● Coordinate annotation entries
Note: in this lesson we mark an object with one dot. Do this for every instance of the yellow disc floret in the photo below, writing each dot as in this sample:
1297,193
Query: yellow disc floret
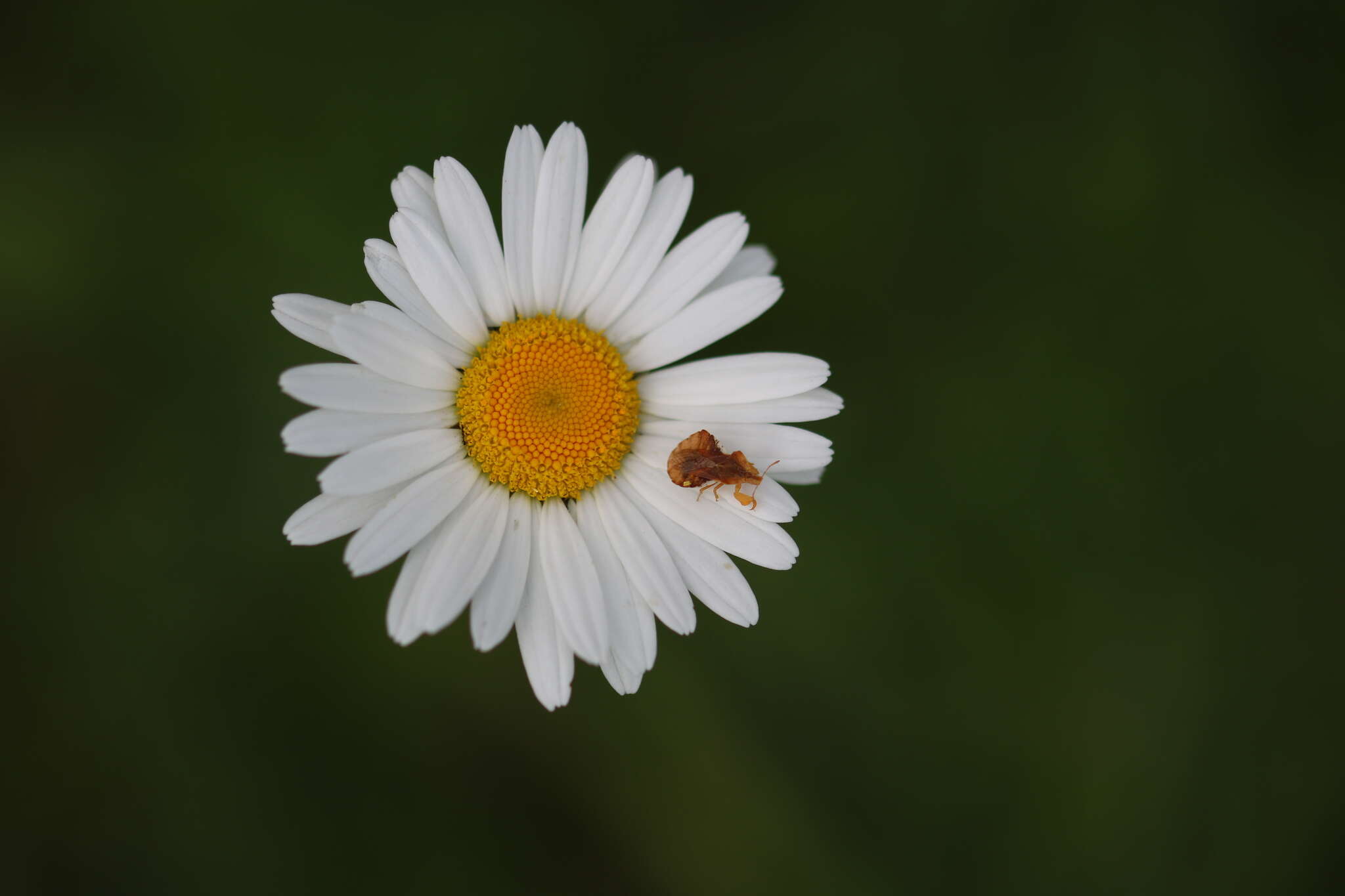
548,408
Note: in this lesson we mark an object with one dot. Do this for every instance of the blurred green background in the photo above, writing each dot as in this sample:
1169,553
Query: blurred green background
1069,603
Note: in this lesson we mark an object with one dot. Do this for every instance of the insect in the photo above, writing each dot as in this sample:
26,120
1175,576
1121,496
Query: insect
699,461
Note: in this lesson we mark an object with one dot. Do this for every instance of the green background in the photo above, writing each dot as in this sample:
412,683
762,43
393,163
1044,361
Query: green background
1069,602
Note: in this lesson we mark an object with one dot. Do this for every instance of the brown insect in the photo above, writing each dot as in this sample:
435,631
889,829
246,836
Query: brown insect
699,461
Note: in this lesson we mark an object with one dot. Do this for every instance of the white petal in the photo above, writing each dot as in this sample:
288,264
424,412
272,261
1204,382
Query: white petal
707,320
350,387
572,582
617,215
645,559
400,354
395,317
495,603
814,405
309,317
707,570
774,503
735,379
558,218
407,519
462,557
471,234
437,274
389,461
751,261
331,516
801,477
522,165
662,219
732,532
385,268
401,620
414,190
772,530
630,620
795,449
324,433
546,658
681,276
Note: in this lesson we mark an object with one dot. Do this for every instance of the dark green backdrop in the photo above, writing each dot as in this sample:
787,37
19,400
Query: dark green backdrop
1067,610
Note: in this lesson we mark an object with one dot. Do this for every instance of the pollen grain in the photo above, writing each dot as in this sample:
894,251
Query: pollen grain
548,408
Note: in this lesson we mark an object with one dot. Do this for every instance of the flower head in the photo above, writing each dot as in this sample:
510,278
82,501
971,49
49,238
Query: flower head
505,427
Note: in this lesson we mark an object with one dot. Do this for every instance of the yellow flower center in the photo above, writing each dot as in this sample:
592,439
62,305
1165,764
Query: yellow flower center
548,408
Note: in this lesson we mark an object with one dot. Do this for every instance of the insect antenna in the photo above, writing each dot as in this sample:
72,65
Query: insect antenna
759,481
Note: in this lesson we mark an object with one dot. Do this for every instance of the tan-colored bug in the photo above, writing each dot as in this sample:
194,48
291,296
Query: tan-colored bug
699,461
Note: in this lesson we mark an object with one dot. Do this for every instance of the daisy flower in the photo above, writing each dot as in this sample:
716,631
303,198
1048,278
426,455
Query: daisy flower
506,421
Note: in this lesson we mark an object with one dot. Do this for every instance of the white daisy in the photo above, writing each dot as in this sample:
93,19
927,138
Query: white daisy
500,425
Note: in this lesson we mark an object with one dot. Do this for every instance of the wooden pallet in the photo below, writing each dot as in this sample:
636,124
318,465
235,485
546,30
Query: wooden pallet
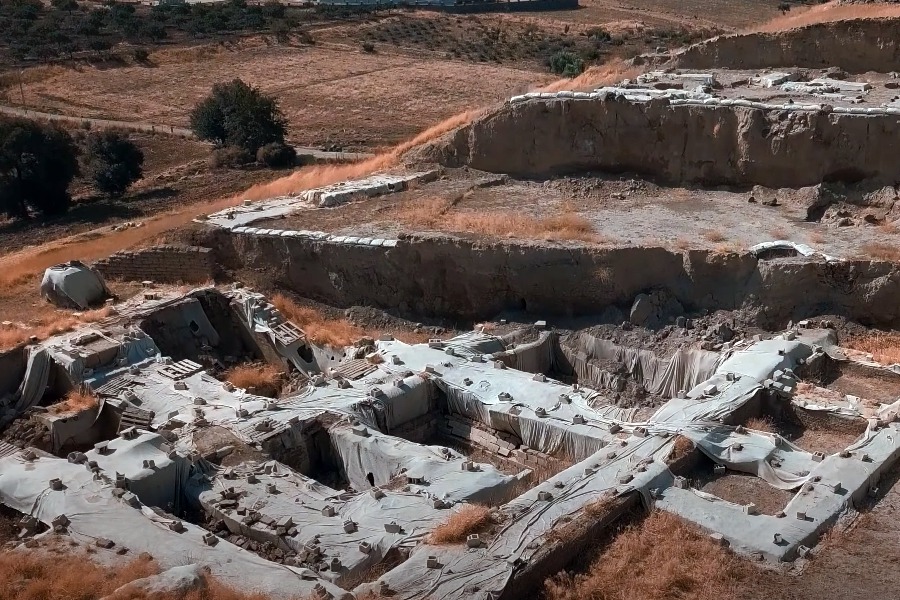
180,369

● Aim of the task
Set down every one of the records above again, word for word and in their original order, omitting the pictures.

● Answer below
Note: in this lesson we mark an object with one dot. Do this for every instance of the yellow disc floret in the photo below, writing each dot as in this sample:
1297,193
Query: yellow disc floret
548,408
Note: in this lesson we mark an object with one dot. Do this for every instance of the blurred green background in the photo above, writing each dot as in this sample:
1169,553
Query: blurred green background
1069,603
Note: in this lesson we mark an object with one dot. Do this for every instance of the insect in the photo above, writing each dot as in this sample:
26,120
1175,576
1121,496
Query: insect
699,461
Note: in this lesson we mark an object with one dot. Do this for every instance of the green background in the photo above, writing each dot as in this sample:
412,683
762,43
393,163
1044,361
Query: green background
1069,602
Note: in this lesson we mark an object with one dot. Do this for every instance of the brown insect in the photo above, writing each dot as in this sample:
435,631
889,829
246,836
Query: brown insect
699,461
Note: in this lesson we mark an object with one dot. Do this for every instance of the white petal in the photo above, writing each dot as in this sample:
288,264
424,412
272,261
1204,382
Query: white petal
707,320
350,387
572,582
617,215
645,559
400,354
395,317
495,603
814,405
309,317
707,570
774,503
735,379
558,218
407,519
462,557
471,234
437,274
389,461
751,261
331,516
801,477
522,165
662,219
732,532
385,268
401,620
414,190
772,530
630,620
795,449
324,433
546,658
681,276
Note: in this lesson we mark an object with one dot. Do this for every instance of the dark green backdrop in the photo above, writing each dot as in this sample:
787,37
19,400
Query: dark green backdrop
1067,610
Note: in this lesson we mark an object with one dot. Do this for every instance of the pollen grain in the photo above, writing each dot as in this sample:
894,251
Query: pollen grain
548,408
Note: in this lesson we mark an object with one dot. Do this for every instance of the flower head in the photo above, writing each dot as in this sample:
510,278
82,501
971,49
49,238
Query: flower head
505,427
Note: in this lesson we mark an object with one dot. Do this for every instance of the yellow flower center in the photo above, writing each dot as in this sample:
592,439
62,305
1165,764
Query: yellow flower center
548,408
Note: in this lesson we mark an object with one dot. Do this for every instance of the insect antenna in the photo above, writing each dot as in this sample:
72,65
Query: insect antenna
759,481
Note: in this lesson we mark an object with one dot. Do this for every instance of the tan-colored bug in the photo above, writing each dot as in this sample:
194,48
291,296
Query: tan-colored bug
699,461
Note: in this lesson we mark an object with one dot. Do this for every instance of the daisy flower in the photo above, writing each dot as in this sample:
716,631
303,198
1048,278
426,455
Query: daisy flower
506,421
Note: in this lesson we mark an object with one dot. Do this for every instance of the white daisy in the photo above, writing each dot as in this sample:
93,19
927,138
Query: white daisy
500,425
Note: in this lesson we mark an object with one dot. Do this for every instance of the wooden pallet in the photo below, writing each dot as in this sample:
636,124
318,465
235,485
546,30
Query: wooden pallet
180,369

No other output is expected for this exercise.